## Task goal
Look for the line containing "Where can the mountain" in the entries below, then print that line and all that follow it exactly.

## Provided entries
== Segment start ==

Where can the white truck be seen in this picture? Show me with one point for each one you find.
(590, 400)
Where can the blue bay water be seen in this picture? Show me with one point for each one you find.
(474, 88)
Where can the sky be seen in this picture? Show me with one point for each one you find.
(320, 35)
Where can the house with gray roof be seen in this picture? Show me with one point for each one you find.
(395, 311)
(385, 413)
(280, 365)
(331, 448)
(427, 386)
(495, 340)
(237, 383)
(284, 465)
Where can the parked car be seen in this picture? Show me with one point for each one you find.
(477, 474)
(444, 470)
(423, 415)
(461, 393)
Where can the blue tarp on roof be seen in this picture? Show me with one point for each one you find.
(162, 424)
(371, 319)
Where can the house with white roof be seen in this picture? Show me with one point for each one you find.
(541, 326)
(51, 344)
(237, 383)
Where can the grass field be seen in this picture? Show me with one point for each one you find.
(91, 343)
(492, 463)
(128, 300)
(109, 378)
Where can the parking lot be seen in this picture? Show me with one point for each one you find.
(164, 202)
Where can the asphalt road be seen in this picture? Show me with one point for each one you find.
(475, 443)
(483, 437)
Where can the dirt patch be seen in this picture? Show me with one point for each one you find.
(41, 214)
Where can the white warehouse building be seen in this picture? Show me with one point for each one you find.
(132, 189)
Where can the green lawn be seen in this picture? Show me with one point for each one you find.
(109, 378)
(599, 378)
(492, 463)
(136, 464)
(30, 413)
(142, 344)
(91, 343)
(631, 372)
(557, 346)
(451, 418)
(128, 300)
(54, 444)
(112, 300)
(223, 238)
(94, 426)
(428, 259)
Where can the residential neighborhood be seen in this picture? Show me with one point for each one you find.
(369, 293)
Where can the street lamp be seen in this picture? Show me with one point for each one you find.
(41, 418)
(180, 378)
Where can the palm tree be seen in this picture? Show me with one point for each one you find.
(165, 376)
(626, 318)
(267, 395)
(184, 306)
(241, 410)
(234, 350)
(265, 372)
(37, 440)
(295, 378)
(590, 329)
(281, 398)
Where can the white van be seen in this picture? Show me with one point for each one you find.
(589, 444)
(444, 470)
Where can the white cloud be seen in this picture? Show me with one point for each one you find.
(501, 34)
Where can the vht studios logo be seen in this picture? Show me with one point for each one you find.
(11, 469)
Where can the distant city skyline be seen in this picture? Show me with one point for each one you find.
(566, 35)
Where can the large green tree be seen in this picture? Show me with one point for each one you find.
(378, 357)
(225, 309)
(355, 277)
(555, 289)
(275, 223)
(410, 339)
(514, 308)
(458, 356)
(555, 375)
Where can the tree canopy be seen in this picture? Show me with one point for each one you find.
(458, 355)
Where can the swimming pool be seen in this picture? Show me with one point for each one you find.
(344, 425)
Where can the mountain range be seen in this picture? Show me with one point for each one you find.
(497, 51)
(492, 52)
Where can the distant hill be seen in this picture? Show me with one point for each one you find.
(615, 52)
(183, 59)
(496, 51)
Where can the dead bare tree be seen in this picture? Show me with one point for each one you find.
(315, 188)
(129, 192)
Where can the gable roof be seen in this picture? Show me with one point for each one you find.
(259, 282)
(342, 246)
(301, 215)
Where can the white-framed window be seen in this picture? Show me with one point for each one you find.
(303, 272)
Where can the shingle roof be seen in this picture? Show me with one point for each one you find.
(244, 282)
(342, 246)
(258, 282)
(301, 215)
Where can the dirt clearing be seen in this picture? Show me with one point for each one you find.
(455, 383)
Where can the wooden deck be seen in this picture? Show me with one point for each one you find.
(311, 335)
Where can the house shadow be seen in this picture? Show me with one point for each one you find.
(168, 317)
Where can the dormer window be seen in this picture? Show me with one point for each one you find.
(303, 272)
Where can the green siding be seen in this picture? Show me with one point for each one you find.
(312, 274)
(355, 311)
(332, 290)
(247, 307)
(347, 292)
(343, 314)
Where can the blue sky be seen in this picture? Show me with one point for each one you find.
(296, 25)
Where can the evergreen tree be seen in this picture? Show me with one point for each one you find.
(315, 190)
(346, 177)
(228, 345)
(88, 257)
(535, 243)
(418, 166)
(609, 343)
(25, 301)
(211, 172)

== Segment end ==

## Task answer
Where can the mountain range be seen in this picture? Show me with one point for each one you find.
(497, 51)
(492, 52)
Where can the distant hill be seen in this picture? Show me with one point for each one you find.
(615, 52)
(183, 59)
(496, 51)
Where can the dead bare tree be seen in this picture? Show me with one point for each one you find.
(315, 188)
(129, 192)
Where can the gable roof be seen in this picture? Show me with one point for each one you find.
(259, 282)
(342, 246)
(301, 215)
Where can the white-framed window be seen in this picture? Show me with one point for each one you find.
(303, 272)
Where can the shingle roof be seen in this picture? Show me with one point for each one you find.
(244, 282)
(342, 246)
(258, 282)
(301, 215)
Where can the dirt clearing be seen in this picture? Show me with one point for each one you find.
(455, 383)
Where can the wooden deck be seen in this picture? Show me with one point for each one you find.
(311, 335)
Where can the house shadow be seen in this picture? Show me with one point for each one you find.
(168, 317)
Where can the dormer window be seen in this picture? Show me with one point for each one you find.
(303, 272)
Where can the green siding be seen in this picture? Show me with one point for each one you find.
(312, 274)
(355, 311)
(332, 290)
(247, 307)
(347, 292)
(343, 314)
Where can the blue sky be seen in this picture? Show me with one point for each one you find.
(296, 25)
Where can the evergreen tree be seen in this picture? Show me with one point for each one you find.
(315, 190)
(346, 177)
(228, 345)
(88, 257)
(535, 243)
(418, 166)
(609, 343)
(25, 301)
(211, 172)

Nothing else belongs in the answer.